### What is asked
Retype exactly the stretch of lines that begins at the line containing "# point at: felt" and ends at the last line of the data, with no other lines.
** begin Data provided **
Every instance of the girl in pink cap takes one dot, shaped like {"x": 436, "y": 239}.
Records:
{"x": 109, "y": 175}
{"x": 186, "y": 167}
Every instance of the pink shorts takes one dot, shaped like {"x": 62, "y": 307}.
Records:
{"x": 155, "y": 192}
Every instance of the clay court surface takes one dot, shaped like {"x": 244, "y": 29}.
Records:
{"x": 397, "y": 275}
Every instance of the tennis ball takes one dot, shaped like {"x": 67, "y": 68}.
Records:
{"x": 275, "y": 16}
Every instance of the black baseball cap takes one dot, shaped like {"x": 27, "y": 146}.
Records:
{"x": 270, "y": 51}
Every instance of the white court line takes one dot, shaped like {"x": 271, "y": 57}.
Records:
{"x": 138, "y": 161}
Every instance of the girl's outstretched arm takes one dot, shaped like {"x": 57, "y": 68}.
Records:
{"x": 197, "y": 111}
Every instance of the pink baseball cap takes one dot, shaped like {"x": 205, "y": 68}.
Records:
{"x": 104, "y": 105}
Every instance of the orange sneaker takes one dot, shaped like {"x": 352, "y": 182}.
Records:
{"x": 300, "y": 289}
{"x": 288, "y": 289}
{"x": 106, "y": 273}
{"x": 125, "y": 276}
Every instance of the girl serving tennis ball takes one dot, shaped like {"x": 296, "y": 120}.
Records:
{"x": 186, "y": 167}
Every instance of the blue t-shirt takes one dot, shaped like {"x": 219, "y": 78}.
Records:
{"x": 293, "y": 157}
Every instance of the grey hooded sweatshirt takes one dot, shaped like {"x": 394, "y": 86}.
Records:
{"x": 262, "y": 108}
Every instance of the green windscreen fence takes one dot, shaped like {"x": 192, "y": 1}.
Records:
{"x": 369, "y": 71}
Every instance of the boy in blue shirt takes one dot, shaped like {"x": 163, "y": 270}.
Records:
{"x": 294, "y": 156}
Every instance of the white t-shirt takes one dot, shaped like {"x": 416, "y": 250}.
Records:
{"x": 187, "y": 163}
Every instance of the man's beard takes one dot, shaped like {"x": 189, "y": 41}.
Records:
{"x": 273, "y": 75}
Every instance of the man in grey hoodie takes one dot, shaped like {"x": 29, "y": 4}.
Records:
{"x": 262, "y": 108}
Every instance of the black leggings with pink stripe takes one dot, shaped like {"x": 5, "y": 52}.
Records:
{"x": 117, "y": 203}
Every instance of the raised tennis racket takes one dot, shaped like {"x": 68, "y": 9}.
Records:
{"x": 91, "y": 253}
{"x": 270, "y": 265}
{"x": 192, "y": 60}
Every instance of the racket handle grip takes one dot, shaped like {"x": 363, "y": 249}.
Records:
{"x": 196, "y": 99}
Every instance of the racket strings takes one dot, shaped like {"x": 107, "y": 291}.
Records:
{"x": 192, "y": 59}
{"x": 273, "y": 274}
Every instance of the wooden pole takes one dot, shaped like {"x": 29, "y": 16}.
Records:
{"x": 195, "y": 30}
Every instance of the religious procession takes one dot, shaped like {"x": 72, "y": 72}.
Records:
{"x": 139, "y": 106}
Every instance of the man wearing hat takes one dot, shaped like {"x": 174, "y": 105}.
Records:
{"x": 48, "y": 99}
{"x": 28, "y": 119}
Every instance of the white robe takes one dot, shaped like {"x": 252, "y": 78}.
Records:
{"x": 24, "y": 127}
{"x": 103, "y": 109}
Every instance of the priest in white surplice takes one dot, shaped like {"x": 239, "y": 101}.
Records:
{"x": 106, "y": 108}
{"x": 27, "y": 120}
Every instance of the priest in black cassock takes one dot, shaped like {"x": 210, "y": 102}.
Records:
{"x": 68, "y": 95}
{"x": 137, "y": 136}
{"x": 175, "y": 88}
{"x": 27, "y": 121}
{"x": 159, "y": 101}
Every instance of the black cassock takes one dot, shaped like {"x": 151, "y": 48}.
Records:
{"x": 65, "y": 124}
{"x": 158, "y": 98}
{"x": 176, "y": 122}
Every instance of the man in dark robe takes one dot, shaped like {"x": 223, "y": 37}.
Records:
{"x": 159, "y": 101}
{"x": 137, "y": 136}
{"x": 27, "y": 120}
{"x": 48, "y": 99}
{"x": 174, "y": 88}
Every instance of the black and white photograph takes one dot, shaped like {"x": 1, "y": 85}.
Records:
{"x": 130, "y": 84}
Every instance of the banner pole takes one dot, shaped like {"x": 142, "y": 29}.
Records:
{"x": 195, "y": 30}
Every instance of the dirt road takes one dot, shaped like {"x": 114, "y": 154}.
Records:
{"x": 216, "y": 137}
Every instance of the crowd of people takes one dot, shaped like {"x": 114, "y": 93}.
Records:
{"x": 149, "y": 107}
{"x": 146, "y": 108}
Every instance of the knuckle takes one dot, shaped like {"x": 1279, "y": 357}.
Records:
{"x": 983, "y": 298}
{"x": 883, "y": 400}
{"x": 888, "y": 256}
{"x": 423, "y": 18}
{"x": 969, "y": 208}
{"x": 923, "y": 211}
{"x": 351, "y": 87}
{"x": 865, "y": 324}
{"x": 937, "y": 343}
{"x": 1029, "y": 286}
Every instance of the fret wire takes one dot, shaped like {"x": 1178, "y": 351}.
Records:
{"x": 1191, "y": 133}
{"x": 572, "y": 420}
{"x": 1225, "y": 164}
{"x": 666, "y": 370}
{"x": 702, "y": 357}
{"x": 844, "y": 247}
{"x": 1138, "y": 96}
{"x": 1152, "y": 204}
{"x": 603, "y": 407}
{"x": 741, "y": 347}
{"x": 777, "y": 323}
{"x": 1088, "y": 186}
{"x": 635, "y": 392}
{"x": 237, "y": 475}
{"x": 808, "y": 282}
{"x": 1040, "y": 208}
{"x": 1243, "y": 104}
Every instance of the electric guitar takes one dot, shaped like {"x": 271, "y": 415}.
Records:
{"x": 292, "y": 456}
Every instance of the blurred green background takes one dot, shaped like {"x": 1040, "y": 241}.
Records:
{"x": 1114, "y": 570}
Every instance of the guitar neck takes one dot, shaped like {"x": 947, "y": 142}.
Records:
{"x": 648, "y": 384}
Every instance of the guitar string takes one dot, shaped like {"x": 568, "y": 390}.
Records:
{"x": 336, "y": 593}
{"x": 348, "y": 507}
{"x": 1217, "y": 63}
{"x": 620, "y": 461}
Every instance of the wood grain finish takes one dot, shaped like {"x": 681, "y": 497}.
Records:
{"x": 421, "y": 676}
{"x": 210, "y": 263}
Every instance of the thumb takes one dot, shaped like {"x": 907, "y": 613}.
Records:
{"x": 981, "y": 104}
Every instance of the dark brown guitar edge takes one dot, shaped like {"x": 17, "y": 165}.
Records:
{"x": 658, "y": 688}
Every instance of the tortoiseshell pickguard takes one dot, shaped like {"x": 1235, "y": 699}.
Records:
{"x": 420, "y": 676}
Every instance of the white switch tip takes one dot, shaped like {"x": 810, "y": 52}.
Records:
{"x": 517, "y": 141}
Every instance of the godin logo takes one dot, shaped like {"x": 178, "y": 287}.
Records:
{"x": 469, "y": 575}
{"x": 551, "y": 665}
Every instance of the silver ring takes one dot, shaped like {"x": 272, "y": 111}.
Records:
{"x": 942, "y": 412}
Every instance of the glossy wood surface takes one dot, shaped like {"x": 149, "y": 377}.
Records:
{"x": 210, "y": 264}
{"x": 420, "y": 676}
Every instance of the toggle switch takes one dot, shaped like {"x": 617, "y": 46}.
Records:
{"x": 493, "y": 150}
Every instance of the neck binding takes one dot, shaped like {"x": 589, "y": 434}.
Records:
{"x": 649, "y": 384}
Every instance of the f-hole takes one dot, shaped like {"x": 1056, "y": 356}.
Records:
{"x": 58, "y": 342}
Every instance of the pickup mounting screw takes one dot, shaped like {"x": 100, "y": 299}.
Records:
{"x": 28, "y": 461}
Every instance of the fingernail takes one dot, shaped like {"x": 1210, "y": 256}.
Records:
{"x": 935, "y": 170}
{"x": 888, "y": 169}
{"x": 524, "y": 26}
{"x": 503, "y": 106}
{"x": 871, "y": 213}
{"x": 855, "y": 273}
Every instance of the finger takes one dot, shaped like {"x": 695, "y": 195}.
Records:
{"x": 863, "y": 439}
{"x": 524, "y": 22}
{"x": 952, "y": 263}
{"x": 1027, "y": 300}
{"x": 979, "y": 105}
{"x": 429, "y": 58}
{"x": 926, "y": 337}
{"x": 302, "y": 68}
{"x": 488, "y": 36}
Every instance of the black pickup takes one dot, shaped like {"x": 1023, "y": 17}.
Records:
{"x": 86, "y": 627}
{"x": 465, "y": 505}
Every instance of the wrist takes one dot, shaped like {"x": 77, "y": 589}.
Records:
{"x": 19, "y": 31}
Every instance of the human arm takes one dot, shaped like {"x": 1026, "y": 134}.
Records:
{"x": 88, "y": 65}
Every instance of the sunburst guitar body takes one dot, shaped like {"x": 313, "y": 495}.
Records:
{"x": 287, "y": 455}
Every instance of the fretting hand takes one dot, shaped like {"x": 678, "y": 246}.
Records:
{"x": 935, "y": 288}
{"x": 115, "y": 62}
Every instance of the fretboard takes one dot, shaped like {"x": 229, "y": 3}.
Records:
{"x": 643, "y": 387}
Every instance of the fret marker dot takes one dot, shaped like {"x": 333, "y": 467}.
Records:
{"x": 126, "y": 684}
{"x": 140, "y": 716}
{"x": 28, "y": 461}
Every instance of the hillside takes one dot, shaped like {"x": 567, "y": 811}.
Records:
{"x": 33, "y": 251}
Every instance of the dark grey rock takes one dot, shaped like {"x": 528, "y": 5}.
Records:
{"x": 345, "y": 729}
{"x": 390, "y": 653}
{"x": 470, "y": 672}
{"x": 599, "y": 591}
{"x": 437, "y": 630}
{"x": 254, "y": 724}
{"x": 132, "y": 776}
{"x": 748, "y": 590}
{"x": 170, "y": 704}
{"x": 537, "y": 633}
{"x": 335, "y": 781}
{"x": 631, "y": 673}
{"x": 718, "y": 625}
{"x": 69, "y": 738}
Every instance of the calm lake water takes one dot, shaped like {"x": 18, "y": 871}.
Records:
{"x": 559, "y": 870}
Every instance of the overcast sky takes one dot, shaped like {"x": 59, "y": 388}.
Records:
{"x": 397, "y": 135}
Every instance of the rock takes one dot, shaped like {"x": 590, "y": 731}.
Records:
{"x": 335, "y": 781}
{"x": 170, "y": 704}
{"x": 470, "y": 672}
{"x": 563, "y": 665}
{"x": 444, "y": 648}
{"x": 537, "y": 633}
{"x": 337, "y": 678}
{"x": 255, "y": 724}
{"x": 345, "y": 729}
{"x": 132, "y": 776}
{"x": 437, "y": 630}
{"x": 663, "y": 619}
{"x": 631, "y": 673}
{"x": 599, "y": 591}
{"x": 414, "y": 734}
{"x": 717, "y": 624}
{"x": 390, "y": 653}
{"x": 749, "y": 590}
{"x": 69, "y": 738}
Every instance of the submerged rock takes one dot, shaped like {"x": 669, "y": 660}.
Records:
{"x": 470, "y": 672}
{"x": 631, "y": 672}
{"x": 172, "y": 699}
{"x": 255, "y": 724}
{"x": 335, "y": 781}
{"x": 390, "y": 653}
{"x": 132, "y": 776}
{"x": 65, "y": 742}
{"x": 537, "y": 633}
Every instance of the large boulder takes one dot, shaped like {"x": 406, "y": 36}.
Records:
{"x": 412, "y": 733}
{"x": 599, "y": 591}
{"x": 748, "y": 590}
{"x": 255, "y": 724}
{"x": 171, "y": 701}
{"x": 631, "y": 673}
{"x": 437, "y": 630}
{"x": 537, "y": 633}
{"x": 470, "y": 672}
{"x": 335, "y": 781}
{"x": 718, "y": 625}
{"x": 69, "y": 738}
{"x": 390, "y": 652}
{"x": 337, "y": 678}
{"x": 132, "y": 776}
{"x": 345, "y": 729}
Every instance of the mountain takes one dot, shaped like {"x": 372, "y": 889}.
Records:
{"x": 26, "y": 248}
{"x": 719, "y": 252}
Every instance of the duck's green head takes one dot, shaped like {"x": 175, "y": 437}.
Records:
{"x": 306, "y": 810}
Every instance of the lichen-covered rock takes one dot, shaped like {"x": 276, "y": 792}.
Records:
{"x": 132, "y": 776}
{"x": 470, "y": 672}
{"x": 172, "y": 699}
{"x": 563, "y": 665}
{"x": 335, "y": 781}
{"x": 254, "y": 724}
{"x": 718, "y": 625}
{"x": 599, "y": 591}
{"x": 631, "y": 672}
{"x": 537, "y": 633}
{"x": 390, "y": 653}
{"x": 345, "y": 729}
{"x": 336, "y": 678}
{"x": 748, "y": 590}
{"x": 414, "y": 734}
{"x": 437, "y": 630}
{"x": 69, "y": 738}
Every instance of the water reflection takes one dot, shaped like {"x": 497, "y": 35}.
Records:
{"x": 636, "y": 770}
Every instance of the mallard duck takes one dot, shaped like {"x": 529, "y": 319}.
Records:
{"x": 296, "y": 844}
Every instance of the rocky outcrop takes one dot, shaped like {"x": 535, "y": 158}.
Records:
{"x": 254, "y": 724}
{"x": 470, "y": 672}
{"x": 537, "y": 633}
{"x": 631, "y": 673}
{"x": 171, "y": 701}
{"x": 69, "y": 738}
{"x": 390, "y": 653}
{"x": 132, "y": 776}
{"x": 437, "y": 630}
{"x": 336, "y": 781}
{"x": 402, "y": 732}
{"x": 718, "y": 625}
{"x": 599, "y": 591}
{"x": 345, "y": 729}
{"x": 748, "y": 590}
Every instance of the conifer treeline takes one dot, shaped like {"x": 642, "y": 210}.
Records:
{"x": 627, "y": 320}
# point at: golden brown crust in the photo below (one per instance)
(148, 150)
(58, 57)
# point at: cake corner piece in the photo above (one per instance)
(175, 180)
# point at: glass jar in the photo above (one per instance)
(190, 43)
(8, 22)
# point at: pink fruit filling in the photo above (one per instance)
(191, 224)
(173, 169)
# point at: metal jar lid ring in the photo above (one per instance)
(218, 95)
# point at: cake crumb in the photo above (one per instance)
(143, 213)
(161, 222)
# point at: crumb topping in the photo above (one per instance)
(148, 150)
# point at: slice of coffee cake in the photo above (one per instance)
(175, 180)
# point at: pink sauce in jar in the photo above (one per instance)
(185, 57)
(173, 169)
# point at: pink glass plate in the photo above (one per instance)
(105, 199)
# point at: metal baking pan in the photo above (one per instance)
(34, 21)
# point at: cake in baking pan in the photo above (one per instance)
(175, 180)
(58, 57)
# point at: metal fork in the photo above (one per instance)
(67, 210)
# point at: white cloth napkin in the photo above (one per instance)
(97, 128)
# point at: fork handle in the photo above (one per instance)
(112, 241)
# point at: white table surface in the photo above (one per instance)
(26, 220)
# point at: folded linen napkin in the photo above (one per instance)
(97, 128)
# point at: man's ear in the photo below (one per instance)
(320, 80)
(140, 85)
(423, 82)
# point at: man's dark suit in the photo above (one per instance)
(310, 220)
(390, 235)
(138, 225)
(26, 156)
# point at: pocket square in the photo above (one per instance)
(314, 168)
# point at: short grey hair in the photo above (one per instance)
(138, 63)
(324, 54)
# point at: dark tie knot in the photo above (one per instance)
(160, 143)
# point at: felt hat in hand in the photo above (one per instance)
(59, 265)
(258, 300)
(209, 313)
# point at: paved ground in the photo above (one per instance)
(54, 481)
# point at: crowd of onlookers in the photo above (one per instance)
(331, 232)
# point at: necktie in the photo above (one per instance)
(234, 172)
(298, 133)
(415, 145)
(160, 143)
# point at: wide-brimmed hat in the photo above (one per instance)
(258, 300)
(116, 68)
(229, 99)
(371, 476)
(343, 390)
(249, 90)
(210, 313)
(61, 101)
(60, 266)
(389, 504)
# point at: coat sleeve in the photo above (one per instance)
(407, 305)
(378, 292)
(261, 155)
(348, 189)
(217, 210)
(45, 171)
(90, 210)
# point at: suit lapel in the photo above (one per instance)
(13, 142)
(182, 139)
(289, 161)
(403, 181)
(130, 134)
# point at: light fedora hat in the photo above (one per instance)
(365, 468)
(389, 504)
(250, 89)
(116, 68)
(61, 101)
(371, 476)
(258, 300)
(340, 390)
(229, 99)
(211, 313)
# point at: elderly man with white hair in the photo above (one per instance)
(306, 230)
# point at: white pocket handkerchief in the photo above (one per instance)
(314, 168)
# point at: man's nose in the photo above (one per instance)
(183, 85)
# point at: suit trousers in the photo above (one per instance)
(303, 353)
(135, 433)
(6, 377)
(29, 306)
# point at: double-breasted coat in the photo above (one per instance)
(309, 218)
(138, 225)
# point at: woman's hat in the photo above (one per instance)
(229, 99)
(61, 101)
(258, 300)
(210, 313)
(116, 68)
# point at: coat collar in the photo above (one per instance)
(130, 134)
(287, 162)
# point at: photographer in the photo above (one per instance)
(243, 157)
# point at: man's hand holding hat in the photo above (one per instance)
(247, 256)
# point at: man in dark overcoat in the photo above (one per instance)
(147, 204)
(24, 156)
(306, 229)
** end Data provided **
### Solution for this task
# point at: felt hat in hand in the photo above (one per instance)
(59, 265)
(258, 300)
(209, 313)
# point at: paved ground in the photo above (one per instance)
(54, 481)
# point at: crowd of onlookers in the photo above (one per instance)
(331, 232)
# point at: necktie in the photo above (one per instance)
(234, 172)
(298, 133)
(415, 145)
(160, 143)
# point at: wide-brimmed hat in the photo above (one per instance)
(258, 300)
(116, 68)
(229, 99)
(371, 476)
(343, 390)
(249, 90)
(210, 313)
(61, 101)
(60, 266)
(389, 504)
# point at: coat sleeve in the photo above (one per instance)
(407, 305)
(378, 292)
(261, 155)
(348, 189)
(217, 210)
(45, 171)
(90, 210)
# point at: suit lapel in the photo above (one per instance)
(13, 142)
(182, 139)
(289, 161)
(403, 181)
(130, 134)
# point at: light fedora hat in the photo above (one per instance)
(365, 468)
(389, 504)
(250, 89)
(116, 68)
(61, 101)
(371, 476)
(258, 300)
(340, 390)
(229, 99)
(211, 313)
# point at: elderly man with white hair in the photo above (one per instance)
(306, 230)
# point at: white pocket handkerchief in the photo above (one per instance)
(314, 168)
# point at: man's nose in the photo above (one per instance)
(183, 85)
# point at: suit trousers in the photo above (one per instance)
(303, 353)
(135, 433)
(6, 377)
(29, 306)
# point at: double-breasted coat in the photo above (one per instance)
(309, 218)
(138, 225)
# point at: woman's hat in the photo above (one per instance)
(229, 99)
(61, 101)
(258, 300)
(210, 313)
(116, 68)
# point at: coat collar in the photo above (one per instance)
(130, 134)
(287, 162)
# point at: photographer in the photo above (one per instance)
(243, 157)
# point at: man's hand holding hat in the photo above (one per instance)
(247, 256)
# point at: man in dark overcoat in the photo above (one per instance)
(147, 204)
(24, 156)
(306, 229)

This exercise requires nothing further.